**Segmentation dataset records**
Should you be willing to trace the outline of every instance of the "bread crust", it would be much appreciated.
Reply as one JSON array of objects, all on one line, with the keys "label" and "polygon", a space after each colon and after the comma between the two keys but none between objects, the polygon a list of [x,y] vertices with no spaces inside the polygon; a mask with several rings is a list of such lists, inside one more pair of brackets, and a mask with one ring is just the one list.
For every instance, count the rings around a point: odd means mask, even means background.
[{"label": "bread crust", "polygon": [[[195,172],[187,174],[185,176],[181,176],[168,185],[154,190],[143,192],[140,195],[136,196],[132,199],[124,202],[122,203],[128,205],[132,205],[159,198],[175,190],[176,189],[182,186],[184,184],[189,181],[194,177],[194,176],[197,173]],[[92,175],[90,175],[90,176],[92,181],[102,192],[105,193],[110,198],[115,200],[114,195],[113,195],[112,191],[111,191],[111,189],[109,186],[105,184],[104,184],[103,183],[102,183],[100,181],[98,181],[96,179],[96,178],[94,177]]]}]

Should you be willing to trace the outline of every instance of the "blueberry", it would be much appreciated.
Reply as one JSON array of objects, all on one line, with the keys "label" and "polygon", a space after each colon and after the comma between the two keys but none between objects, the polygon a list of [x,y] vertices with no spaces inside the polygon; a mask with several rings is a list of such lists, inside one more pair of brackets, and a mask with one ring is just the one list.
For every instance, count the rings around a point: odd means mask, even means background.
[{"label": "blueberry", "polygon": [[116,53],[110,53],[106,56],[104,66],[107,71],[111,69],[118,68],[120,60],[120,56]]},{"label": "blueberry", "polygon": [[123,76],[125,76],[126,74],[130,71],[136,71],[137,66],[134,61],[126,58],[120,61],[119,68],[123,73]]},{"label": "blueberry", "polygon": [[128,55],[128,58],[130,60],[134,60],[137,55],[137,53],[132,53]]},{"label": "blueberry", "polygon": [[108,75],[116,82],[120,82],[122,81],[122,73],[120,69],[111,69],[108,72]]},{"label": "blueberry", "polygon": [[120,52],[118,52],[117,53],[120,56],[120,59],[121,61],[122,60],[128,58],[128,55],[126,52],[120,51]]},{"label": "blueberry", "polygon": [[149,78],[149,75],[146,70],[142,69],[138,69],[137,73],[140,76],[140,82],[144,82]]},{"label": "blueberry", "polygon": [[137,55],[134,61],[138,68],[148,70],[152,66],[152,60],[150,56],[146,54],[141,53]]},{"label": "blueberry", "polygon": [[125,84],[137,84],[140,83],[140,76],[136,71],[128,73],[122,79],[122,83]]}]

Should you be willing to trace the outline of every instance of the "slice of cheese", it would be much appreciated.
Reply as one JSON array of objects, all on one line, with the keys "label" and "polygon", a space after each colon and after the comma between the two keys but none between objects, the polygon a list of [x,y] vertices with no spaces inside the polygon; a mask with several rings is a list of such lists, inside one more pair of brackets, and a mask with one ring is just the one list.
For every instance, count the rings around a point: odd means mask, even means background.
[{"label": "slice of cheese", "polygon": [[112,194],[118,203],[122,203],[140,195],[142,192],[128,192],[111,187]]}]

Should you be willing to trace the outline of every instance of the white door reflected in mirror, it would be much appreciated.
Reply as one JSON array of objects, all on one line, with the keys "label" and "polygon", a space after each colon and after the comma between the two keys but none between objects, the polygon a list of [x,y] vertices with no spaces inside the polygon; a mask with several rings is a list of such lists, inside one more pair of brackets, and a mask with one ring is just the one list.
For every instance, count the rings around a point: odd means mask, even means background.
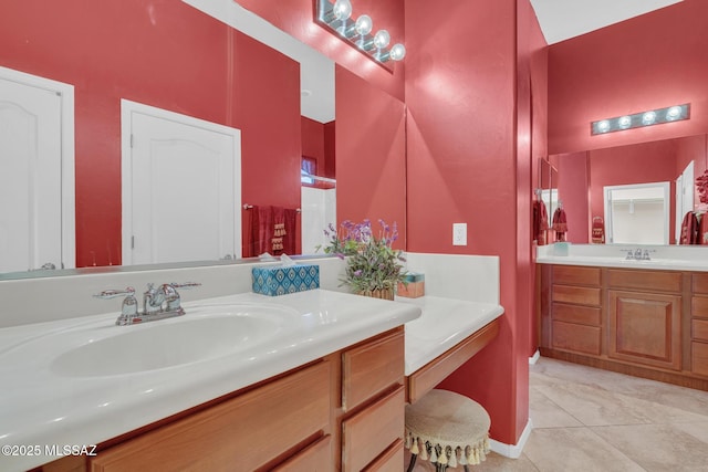
[{"label": "white door reflected in mirror", "polygon": [[241,256],[240,130],[122,101],[123,263]]},{"label": "white door reflected in mirror", "polygon": [[75,265],[74,87],[0,67],[0,272]]},{"label": "white door reflected in mirror", "polygon": [[606,241],[668,244],[669,182],[604,187]]}]

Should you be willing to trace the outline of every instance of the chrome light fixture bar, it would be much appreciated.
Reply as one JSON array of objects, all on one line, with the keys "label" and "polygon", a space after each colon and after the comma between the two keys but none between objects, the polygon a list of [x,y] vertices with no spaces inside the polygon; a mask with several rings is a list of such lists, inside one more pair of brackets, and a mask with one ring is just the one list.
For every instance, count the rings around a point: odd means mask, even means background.
[{"label": "chrome light fixture bar", "polygon": [[605,135],[607,133],[623,132],[625,129],[643,128],[645,126],[660,125],[662,123],[680,122],[690,118],[690,103],[674,105],[666,108],[649,109],[648,112],[633,115],[616,116],[614,118],[600,119],[591,123],[591,135]]},{"label": "chrome light fixture bar", "polygon": [[316,0],[317,22],[333,31],[342,40],[350,43],[374,61],[384,64],[388,61],[402,61],[406,56],[406,48],[391,44],[391,34],[386,30],[378,30],[372,34],[374,22],[367,14],[356,20],[352,19],[352,2],[350,0]]}]

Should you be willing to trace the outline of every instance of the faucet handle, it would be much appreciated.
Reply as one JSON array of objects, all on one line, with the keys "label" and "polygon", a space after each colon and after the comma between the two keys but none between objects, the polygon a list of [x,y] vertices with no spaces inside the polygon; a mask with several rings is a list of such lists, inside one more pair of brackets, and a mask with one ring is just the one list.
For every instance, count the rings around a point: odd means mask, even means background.
[{"label": "faucet handle", "polygon": [[167,285],[171,285],[173,289],[194,289],[196,286],[201,286],[199,282],[184,282],[184,283],[169,283]]},{"label": "faucet handle", "polygon": [[95,294],[94,297],[107,300],[115,298],[121,295],[135,296],[135,289],[128,286],[125,290],[104,290],[103,292]]},{"label": "faucet handle", "polygon": [[131,321],[138,316],[135,289],[128,286],[125,290],[104,290],[103,292],[94,295],[96,298],[103,300],[115,298],[116,296],[122,295],[125,295],[125,298],[123,298],[123,304],[121,305],[121,316],[118,316],[118,319],[116,319],[116,325],[131,324]]}]

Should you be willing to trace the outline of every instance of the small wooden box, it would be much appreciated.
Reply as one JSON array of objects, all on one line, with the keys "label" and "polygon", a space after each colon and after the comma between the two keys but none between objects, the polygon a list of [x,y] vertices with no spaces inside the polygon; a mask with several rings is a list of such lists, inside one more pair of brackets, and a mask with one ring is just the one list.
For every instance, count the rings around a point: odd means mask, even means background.
[{"label": "small wooden box", "polygon": [[396,295],[407,298],[418,298],[425,295],[425,274],[408,272],[404,275],[404,280],[407,282],[407,285],[398,282]]}]

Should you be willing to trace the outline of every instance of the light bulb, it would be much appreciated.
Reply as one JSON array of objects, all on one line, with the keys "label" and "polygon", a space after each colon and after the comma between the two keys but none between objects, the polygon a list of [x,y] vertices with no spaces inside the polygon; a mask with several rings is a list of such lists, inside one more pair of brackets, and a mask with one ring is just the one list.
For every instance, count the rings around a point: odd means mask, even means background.
[{"label": "light bulb", "polygon": [[645,112],[644,115],[642,115],[642,123],[645,125],[653,125],[654,122],[656,122],[656,112],[652,111],[652,112]]},{"label": "light bulb", "polygon": [[681,107],[680,106],[671,106],[666,112],[666,119],[673,122],[674,119],[678,119],[681,116]]},{"label": "light bulb", "polygon": [[365,36],[366,34],[371,33],[372,28],[374,28],[374,22],[372,21],[372,18],[368,14],[362,14],[360,18],[356,19],[356,24],[354,25],[354,29],[362,36]]},{"label": "light bulb", "polygon": [[391,42],[391,34],[386,30],[379,30],[376,35],[374,35],[374,45],[378,49],[384,49]]},{"label": "light bulb", "polygon": [[400,61],[406,56],[406,46],[400,43],[394,44],[391,48],[391,59],[394,61]]},{"label": "light bulb", "polygon": [[352,2],[350,0],[336,0],[332,12],[337,20],[346,20],[352,15]]}]

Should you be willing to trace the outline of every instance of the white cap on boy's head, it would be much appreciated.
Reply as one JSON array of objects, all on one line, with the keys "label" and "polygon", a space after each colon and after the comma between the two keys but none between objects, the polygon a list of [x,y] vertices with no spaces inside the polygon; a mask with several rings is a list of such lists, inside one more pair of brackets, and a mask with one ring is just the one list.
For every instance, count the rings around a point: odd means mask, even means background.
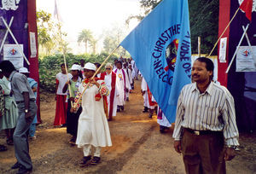
[{"label": "white cap on boy's head", "polygon": [[79,71],[80,71],[81,70],[81,66],[77,65],[77,64],[73,64],[72,66],[72,67],[70,68],[70,70],[79,70]]},{"label": "white cap on boy's head", "polygon": [[96,67],[93,63],[88,62],[84,65],[84,69],[89,69],[89,70],[96,71]]},{"label": "white cap on boy's head", "polygon": [[29,73],[29,72],[28,72],[28,70],[27,70],[26,67],[20,67],[20,68],[19,69],[19,72],[20,72],[20,73]]}]

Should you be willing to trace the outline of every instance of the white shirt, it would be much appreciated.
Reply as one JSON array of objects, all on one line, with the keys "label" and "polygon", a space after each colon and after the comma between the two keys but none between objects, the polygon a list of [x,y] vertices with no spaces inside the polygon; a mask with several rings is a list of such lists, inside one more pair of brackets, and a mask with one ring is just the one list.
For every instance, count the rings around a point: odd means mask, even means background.
[{"label": "white shirt", "polygon": [[[71,79],[73,76],[70,73],[68,73],[68,77],[69,77],[69,79]],[[57,95],[67,95],[67,91],[65,93],[62,92],[62,89],[63,89],[66,82],[67,81],[67,74],[59,72],[56,75],[56,79],[59,81],[59,85],[58,85],[58,90],[57,90],[56,94]]]}]

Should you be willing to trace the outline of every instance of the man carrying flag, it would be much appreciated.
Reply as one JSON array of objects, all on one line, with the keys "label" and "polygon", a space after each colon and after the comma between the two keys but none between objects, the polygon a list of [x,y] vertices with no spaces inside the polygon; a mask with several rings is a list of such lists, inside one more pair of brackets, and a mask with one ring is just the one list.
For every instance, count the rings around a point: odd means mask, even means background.
[{"label": "man carrying flag", "polygon": [[156,102],[173,123],[179,91],[190,83],[188,0],[163,0],[120,44],[129,51]]}]

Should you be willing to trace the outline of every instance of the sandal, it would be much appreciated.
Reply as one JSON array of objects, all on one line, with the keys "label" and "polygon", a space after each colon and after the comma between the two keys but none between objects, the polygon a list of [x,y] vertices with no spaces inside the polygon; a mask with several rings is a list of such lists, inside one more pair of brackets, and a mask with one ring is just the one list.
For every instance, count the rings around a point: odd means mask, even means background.
[{"label": "sandal", "polygon": [[100,160],[101,160],[101,157],[94,156],[90,162],[90,165],[97,165],[100,163]]},{"label": "sandal", "polygon": [[9,139],[6,140],[6,143],[8,145],[13,146],[14,145],[14,141],[11,138],[9,138]]},{"label": "sandal", "polygon": [[1,145],[0,144],[0,152],[7,151],[6,146]]},{"label": "sandal", "polygon": [[84,157],[83,158],[83,160],[81,160],[81,162],[79,163],[79,166],[80,166],[80,167],[85,166],[85,165],[87,165],[88,161],[90,160],[90,158],[91,158],[90,155],[89,155],[89,156],[84,156]]}]

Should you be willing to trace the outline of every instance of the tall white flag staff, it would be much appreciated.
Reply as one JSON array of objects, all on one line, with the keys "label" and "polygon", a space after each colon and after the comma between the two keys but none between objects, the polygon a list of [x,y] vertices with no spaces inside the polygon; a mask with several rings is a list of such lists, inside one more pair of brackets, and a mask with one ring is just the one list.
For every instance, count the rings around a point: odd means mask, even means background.
[{"label": "tall white flag staff", "polygon": [[[63,44],[63,40],[62,40],[62,36],[61,36],[61,22],[62,21],[62,19],[60,15],[60,12],[58,9],[58,5],[57,5],[57,2],[56,0],[55,0],[55,12],[54,12],[54,17],[57,19],[58,20],[58,32],[60,34],[60,38],[61,38],[61,45],[62,47],[62,51],[63,51],[63,58],[64,58],[64,65],[65,65],[65,69],[66,69],[66,73],[67,73],[67,80],[69,81],[69,77],[68,77],[68,72],[67,72],[67,61],[66,61],[66,50],[64,48],[64,44]],[[71,88],[70,88],[70,84],[68,83],[68,90],[69,91],[71,91]],[[72,93],[70,92],[70,97],[72,97]],[[73,102],[71,102],[71,107],[73,107]]]},{"label": "tall white flag staff", "polygon": [[[12,16],[11,20],[9,20],[9,26],[8,26],[9,28],[11,27],[11,26],[12,26],[12,24],[13,24],[13,21],[14,21],[14,16]],[[6,40],[7,36],[8,36],[8,32],[9,32],[9,30],[6,30],[6,32],[5,32],[5,34],[4,34],[3,42],[2,42],[1,46],[0,46],[0,53],[1,53],[1,51],[2,51],[2,49],[3,49],[3,44],[4,44],[4,42],[5,42],[5,40]]]}]

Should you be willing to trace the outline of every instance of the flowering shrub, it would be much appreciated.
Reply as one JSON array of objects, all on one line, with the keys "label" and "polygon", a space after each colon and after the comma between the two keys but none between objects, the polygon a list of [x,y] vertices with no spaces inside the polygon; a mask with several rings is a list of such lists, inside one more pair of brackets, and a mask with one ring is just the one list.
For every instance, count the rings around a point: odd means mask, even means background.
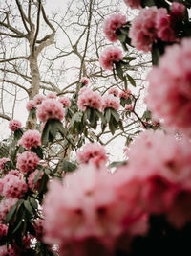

**Task statement**
Please give the number of lines in the records that contain the word "small", and nothing else.

**Task output**
2